■ **EXCERTO FORNECIDO**:
* * *

Expresso Cartaz 08-04-2000
A reconstrução do mundo
LOUISE NEVELSON
Museu Arpad Szènes - Vieira da Silva ( Até 25 de Junho)
A UMA mini-retrospectiva de um grande artista pode certamente chamar-se uma grande exposição. É o caso da mostra com que o Museu Arpad e Vieira da Silva apresenta a escultora norte-americana Louise Nevelson (1899-1988), na sequência de outras exposições dedicadas a nomes decisivos da arte do século XX que têm passado pelas suas salas. Bastaria a vasta escultura de 1960, Sky Presence II, que viajou de Buffalo, Nova Iorque até Lisboa, para justificar a importância do acontecimento, mas estão ainda em exposição quatro outras peças negras bem características da sua produção, de entre 1950 a 1985, acompanhadas por alguns exemplos raros dos seus anos de formação, através de desenhos e cerâmicas dos anos 30 e 40.

* * *

■ **LISTAGEM FORNECIDA**:
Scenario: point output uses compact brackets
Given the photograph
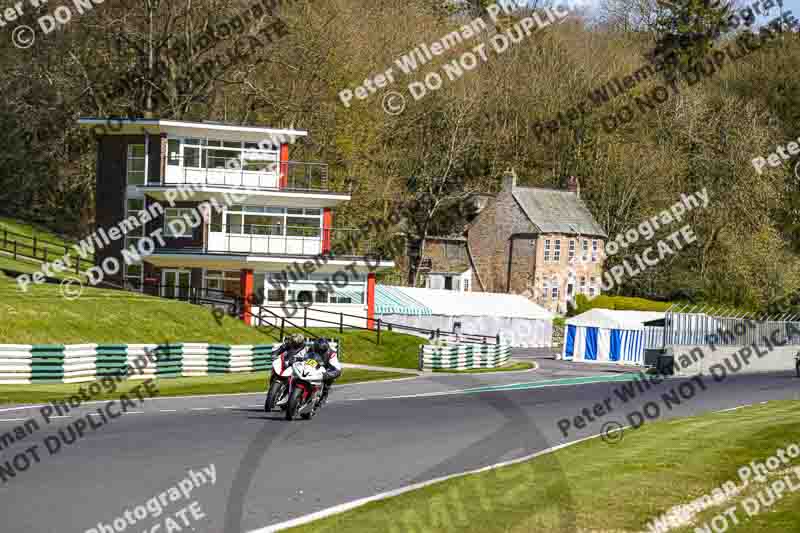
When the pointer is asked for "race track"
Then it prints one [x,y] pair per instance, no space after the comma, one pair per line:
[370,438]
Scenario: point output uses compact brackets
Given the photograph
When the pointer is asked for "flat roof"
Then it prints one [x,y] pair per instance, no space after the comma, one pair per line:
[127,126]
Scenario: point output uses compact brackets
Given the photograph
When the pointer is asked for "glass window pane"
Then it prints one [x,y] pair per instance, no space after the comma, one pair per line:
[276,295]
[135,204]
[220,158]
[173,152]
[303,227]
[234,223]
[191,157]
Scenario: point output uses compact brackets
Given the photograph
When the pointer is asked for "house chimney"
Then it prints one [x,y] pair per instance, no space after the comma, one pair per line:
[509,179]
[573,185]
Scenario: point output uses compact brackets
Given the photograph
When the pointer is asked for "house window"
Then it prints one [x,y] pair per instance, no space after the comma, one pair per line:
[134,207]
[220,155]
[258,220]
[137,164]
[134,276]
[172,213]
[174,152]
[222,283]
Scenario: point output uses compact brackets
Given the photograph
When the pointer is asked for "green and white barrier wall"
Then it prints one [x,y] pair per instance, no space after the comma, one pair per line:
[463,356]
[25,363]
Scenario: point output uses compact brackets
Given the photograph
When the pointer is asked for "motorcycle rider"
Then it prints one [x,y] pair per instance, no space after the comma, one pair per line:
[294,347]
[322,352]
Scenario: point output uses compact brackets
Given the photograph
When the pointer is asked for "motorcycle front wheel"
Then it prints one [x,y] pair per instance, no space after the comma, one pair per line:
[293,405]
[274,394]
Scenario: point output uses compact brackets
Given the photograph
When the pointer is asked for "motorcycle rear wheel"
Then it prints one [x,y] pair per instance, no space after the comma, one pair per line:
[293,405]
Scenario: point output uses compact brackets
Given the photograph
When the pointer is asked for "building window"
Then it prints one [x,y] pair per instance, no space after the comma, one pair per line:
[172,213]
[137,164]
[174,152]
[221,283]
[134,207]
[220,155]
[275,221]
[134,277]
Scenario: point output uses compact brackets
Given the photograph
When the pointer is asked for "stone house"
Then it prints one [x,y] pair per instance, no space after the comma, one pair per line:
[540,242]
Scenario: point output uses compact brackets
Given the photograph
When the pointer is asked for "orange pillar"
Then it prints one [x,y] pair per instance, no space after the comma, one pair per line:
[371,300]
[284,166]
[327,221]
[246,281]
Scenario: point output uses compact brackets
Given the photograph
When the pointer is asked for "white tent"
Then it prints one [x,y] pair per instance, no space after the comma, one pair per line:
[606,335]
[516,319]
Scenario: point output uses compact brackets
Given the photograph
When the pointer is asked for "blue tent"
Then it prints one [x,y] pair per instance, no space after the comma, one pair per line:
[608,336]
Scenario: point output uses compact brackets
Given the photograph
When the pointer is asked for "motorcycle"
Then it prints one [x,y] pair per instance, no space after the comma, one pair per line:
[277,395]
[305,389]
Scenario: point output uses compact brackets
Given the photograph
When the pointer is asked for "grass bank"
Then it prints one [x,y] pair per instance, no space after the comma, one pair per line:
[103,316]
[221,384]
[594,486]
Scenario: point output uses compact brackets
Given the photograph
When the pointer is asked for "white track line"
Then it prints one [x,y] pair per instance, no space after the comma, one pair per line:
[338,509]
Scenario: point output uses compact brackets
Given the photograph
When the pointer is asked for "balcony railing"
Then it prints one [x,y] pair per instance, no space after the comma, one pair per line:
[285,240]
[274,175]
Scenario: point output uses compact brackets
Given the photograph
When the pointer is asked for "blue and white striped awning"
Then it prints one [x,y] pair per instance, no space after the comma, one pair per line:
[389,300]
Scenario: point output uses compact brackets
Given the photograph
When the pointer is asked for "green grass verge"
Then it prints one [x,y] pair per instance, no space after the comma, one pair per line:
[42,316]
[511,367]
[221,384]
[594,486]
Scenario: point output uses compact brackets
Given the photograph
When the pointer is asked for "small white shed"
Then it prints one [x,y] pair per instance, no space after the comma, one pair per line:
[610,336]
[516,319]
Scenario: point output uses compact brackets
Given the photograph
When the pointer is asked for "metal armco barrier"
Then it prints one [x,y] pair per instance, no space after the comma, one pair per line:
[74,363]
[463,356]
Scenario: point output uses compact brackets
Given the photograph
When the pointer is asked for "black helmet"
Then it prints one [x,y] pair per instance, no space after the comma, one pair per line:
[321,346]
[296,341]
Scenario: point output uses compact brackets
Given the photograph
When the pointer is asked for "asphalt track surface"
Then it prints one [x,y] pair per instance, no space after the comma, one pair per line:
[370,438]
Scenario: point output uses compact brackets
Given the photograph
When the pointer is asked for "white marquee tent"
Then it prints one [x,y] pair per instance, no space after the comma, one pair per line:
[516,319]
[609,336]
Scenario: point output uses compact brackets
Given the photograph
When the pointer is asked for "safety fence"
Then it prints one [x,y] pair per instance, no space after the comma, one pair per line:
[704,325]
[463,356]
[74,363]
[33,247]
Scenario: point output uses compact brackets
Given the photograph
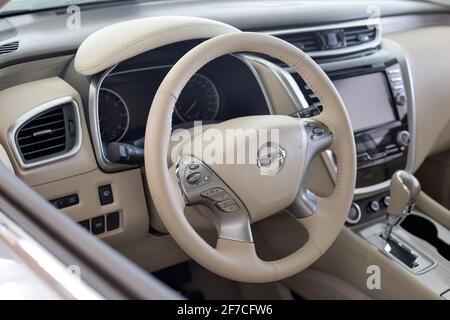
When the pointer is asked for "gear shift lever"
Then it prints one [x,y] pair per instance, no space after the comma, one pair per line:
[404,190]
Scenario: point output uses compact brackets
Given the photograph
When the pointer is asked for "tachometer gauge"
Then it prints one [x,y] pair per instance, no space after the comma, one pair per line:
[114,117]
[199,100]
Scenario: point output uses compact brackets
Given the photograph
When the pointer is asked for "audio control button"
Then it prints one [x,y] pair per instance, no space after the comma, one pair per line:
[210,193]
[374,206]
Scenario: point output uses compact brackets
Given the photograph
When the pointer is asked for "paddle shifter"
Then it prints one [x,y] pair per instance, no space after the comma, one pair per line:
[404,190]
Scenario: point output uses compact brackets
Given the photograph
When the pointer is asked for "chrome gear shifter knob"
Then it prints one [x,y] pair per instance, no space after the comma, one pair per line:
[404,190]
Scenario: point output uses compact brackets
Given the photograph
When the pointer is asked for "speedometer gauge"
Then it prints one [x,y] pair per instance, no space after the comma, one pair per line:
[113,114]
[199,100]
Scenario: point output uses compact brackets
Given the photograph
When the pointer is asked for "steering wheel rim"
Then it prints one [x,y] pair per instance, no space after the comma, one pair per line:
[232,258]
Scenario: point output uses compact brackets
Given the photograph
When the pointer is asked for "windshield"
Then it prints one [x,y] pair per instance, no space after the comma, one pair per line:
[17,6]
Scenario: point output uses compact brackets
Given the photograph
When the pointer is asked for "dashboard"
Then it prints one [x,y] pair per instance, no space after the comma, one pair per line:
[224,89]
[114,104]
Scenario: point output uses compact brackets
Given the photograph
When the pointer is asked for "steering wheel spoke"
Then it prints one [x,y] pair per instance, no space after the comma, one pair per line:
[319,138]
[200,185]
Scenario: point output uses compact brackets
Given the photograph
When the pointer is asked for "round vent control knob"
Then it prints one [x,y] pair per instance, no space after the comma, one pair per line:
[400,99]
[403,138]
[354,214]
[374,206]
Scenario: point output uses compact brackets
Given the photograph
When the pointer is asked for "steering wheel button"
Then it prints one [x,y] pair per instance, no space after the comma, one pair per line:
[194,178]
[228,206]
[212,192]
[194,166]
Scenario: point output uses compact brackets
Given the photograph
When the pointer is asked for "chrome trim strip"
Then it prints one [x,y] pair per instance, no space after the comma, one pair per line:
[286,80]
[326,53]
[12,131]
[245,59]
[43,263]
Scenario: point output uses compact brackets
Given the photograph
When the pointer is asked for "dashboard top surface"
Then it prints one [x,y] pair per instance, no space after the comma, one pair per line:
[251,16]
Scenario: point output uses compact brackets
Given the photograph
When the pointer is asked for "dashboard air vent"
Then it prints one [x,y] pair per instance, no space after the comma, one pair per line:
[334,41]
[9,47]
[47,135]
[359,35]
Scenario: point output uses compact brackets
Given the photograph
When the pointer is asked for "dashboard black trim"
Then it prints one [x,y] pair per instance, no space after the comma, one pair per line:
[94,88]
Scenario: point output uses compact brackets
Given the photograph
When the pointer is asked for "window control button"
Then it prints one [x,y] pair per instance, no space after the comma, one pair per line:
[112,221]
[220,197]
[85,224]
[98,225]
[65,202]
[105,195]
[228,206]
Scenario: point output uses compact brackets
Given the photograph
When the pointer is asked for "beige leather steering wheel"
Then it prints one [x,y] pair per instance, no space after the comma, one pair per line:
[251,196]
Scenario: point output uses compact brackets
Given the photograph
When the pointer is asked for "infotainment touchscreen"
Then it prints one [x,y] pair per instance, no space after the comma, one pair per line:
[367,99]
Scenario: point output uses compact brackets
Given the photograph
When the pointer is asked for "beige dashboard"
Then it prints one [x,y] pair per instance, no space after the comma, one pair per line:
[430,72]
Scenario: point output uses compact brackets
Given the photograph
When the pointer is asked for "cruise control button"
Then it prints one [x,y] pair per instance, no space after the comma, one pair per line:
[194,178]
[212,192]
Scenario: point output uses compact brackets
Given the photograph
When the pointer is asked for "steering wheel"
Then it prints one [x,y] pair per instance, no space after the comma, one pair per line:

* * *

■ **LISTA DE TAREFAS**:
(1) Resume em duas frases o excerto sobre a exposição de Louise Nevelson.
(2) Indica todas as linhas da listagem que contêm a palavra "control".
O excerto e a listagem não têm qualquer relação entre si.

■ **RESPOSTAS**:
(1) O Museu Arpad Szènes - Vieira da Silva apresenta, até 25 de junho, uma mini-retrospectiva da escultora norte-americana Louise Nevelson (1899-1988), na sequência de outras exposições dedicadas a nomes decisivos da arte do século XX. A mostra inclui a vasta escultura Sky Presence II, de 1960, vinda de Buffalo, Nova Iorque, quatro outras peças negras produzidas entre 1950 e 1985 e alguns desenhos e cerâmicas dos anos 30 e 40, dos seus anos de formação.

(2)
When the pointer is asked for "audio control button"
When the pointer is asked for "round vent control knob"
When the pointer is asked for "window control button"
When the pointer is asked for "cruise control button"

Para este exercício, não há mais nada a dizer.